>>>>

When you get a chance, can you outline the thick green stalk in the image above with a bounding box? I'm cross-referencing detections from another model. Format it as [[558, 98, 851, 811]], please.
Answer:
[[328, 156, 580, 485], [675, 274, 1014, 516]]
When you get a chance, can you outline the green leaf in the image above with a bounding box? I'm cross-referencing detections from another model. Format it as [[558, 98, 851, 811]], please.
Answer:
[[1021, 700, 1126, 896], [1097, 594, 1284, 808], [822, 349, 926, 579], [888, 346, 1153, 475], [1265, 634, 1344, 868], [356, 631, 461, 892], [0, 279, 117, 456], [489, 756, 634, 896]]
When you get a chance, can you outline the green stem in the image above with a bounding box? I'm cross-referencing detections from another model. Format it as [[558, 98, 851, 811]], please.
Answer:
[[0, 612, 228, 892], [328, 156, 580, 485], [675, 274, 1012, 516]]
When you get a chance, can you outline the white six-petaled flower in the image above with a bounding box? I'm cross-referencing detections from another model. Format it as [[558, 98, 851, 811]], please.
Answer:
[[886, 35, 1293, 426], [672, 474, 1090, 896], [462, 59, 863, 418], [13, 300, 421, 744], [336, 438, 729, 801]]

<<<<

## DIRECTION:
Reproduce every line above word for word, including each answer, and keep them in the same order.

## WRITTEN ANSWER:
When you get a chance, can you outline the thick green stalk in the image above with a bounding box? I'm cross-referencing detections from another model. Format it as [[558, 98, 851, 811]], please.
Answer:
[[328, 156, 580, 485], [675, 274, 1014, 516]]
When you get a chance, can you outline the green leaf in the image above with a bounding box? I'm cross-referencing detections from another model. Format it as [[558, 98, 851, 811]], please.
Answer:
[[1021, 700, 1126, 896], [1097, 594, 1284, 808], [822, 349, 926, 579], [888, 346, 1153, 475], [1265, 634, 1344, 868], [356, 631, 461, 892], [0, 279, 117, 456], [489, 756, 634, 896]]
When you get a chance, can you outline the green stem in the image above with a bounding box? I'm cross-referencing detections from another model. Format it as [[558, 98, 851, 811]], please.
Answer:
[[0, 612, 228, 892], [328, 156, 580, 485], [675, 274, 1012, 516]]
When you get a chance, can you outline the white six-petaled flower in the image above with a bounding box? I'm cross-referencing detections from another model. Format it as [[558, 98, 851, 811]], please.
Answer:
[[886, 35, 1293, 426], [672, 474, 1090, 896], [462, 59, 863, 418], [13, 300, 421, 744], [336, 438, 729, 801]]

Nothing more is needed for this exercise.